Supplied text:
Spitting cobras’ venom evolved to inflict pain

Spitting cobras protect themselves by shooting jets of venom into the eyes of their attackers. A new study suggests that over the course of several million years, all three groups of spitters independently tailored the chemistry of their toxins in the same way to cause pain to a would-be predator. The work provides a novel example of convergent evolution that “deepens our understanding of this unique system” for delivering venom, says Timothy Jackson, an evolutionary toxinologist at the University of Melbourne.

Like other cobras, spitting cobras will bite attackers in self-defense. Spitting is their signature move, however, and the snakes are crack shots. They can direct a stream of venom into an attacker’s face from more than 2 meters away, aiming for the eyes. The behavior is such a formidable defense that it evolved independently three times: in Asian cobras, African cobras, and a cobra cousin called the rinkhals (Hemachatus haemachatus) that lives in southern Africa.

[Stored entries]
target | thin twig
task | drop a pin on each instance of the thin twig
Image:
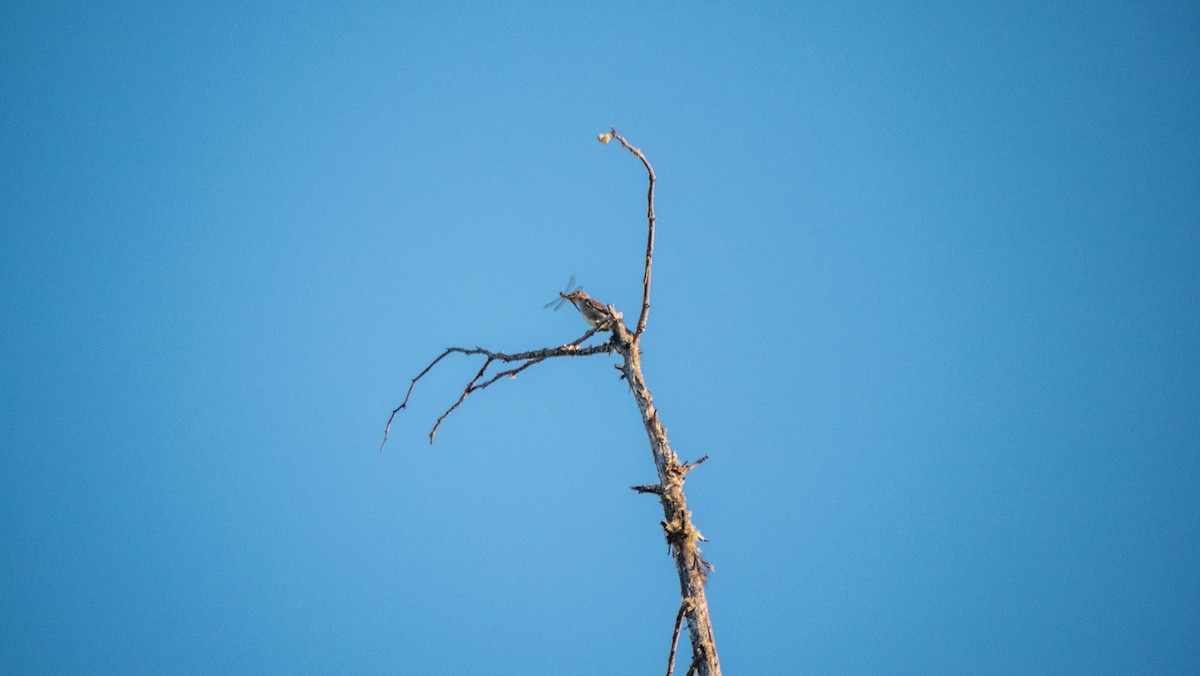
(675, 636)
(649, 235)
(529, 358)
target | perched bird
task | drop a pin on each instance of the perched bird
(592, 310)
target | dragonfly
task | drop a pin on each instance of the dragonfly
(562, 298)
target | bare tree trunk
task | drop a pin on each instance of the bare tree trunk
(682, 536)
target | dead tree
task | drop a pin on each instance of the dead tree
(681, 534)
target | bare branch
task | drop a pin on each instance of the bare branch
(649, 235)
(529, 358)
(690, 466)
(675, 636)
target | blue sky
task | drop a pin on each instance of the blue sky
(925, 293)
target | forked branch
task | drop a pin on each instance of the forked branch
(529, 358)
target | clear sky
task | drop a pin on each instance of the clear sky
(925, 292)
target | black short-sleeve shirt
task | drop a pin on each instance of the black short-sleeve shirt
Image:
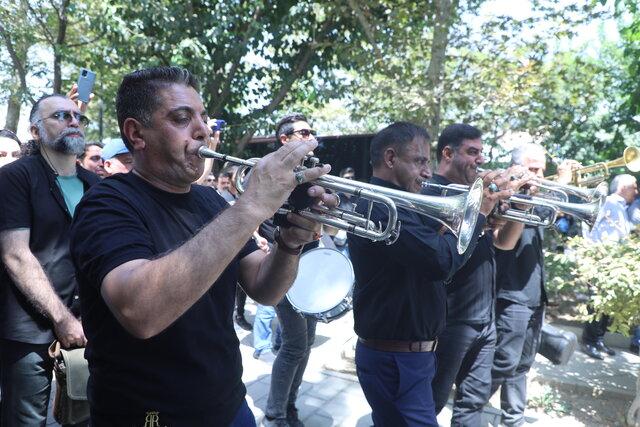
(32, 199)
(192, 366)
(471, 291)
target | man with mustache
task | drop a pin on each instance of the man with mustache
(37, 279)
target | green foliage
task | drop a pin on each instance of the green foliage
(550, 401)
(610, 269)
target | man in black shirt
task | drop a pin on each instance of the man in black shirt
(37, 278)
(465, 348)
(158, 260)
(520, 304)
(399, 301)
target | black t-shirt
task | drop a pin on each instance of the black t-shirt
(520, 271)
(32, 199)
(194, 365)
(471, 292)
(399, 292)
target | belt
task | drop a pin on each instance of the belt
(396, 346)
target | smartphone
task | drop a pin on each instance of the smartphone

Required actions:
1) In the spitting cobra text, write out the part starting with "Like other cobras, spitting" and going on through "in southern Africa.", substituting "sharpshooters" for "crack shots".
2) According to the spitting cobra text, from how far away can spitting cobras aim a stream of venom into an attacker's face?

Responses by task:
1)
Like other cobras, spitting cobras will bite attackers in self-defense. Spitting is their signature move, however, and the snakes are sharpshooters. They can direct a stream of venom into an attacker’s face from more than 2 meters away, aiming for the eyes. The behavior is such a formidable defense that it evolved independently three times: in Asian cobras, African cobras, and a cobra cousin called the rinkhals (Hemachatus haemachatus) that lives in southern Africa.

2) From more than 2 meters away.